### THE DATA
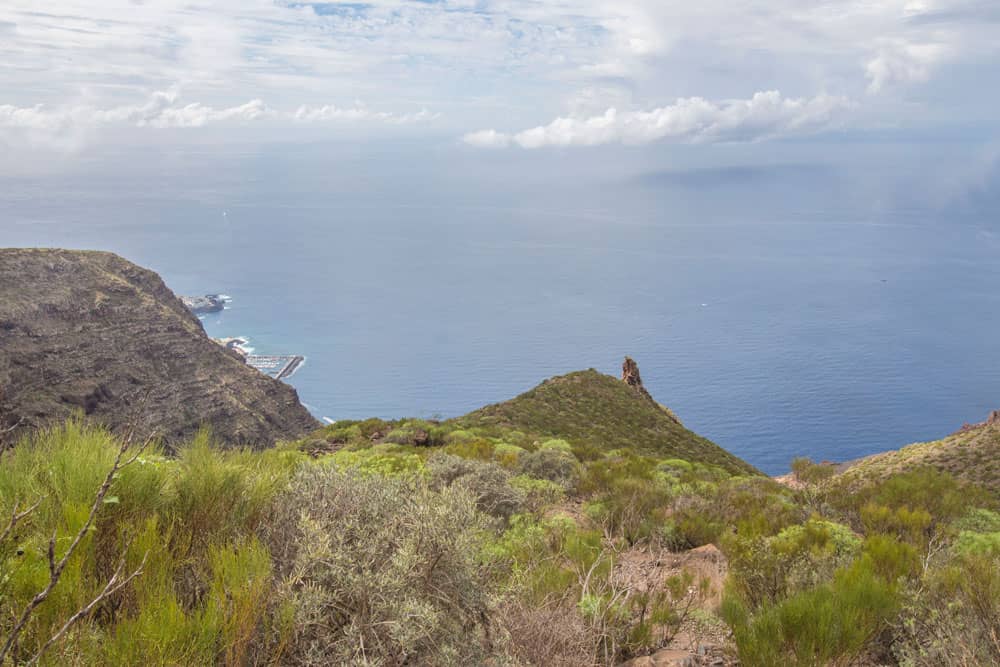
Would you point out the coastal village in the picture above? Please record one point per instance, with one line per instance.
(277, 366)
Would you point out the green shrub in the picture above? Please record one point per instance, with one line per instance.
(538, 493)
(830, 624)
(766, 569)
(552, 464)
(812, 473)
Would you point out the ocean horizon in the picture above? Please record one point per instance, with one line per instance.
(781, 309)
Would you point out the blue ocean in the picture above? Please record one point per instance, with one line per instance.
(780, 307)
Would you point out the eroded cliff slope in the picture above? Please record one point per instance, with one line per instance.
(90, 331)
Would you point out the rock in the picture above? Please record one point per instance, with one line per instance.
(91, 332)
(664, 658)
(630, 373)
(199, 305)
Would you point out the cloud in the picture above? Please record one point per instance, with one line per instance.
(902, 62)
(164, 110)
(330, 112)
(766, 115)
(487, 139)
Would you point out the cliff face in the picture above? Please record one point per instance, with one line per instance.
(91, 331)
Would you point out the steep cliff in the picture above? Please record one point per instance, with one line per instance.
(92, 332)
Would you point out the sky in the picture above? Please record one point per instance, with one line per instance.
(492, 75)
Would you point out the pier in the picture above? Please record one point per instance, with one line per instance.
(278, 366)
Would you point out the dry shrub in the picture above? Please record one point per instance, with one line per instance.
(488, 482)
(552, 635)
(378, 571)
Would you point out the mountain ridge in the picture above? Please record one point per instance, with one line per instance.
(90, 331)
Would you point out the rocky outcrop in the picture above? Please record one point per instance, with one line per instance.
(94, 333)
(631, 377)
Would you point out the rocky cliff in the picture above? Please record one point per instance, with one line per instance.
(92, 332)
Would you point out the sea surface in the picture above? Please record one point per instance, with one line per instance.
(779, 304)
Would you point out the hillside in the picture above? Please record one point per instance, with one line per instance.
(92, 332)
(596, 410)
(971, 454)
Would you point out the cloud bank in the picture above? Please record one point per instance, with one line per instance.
(766, 115)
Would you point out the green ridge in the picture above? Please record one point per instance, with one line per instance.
(591, 409)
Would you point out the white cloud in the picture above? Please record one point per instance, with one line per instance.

### GOAL OF THE EXERCISE
All of the records need repeating exactly, except for the pictures.

### WRITTEN SOLUTION
Would you point out the coastal village in the picture above? Please record one point per instance, with one line per instance.
(277, 366)
Would you point out the green shrub in the picture above? Please record one point per instance, with one line per instance.
(538, 493)
(830, 624)
(766, 569)
(552, 464)
(812, 473)
Would you point out the ocean horizon in the picture above? Please record one point per instance, with one line per instance.
(781, 309)
Would you point out the blue ocean in the picture above? Please record one point per instance, with one line per instance.
(780, 307)
Would you point out the eroded cliff slope in the picture above? Please record one point per instance, with one line per instance.
(90, 331)
Would you point out the rock in the picture above? Please record one point per instance, with one line per instance.
(91, 332)
(664, 658)
(630, 373)
(199, 305)
Would you point out the cloud in the picture above? Please record one point per instance, with one line per instance.
(902, 62)
(164, 110)
(330, 112)
(766, 115)
(487, 139)
Would you point out the cliff face in the picture above? Please record one point per instance, with one line per instance.
(91, 331)
Would you point out the steep cliff in the picture above? Please record one point per instance, with one line per instance.
(92, 332)
Would you point out the sky in the picture above? Please record one point per instance, with one line per instance.
(492, 75)
Would you point out the pier in the picture above? Please record one point per instance, with one line per instance.
(278, 366)
Would you point out the dry shrub in the picture above? Please record one point per instance, with one line per instance.
(488, 482)
(552, 635)
(378, 571)
Would you point out the mountain ridge in the picture above? Please record one point per instance, with one line per instance.
(90, 331)
Would you point out the rocky outcrop in the picture above? Please record one point per instance, with one line per instance.
(94, 333)
(631, 377)
Would you point out the rocky cliff in the picture above? Please record one point per instance, with one line per instance.
(92, 332)
Would you point out the sea surface in the picture above? Please record one point per instance, with one line per instance.
(779, 304)
Would you point out the hillside in the picture above? Please record one point per instance, with one line per instance.
(92, 332)
(596, 410)
(971, 454)
Would you point out the cloud bank in the picture above? Please record one point per instance, with one line per instance.
(766, 115)
Would you point out the green ridge in the picture above? Please record one point per instance, with one line per instance.
(591, 409)
Would you point out the white cloud in the picture above? Please record one point per instance, with one line per instance.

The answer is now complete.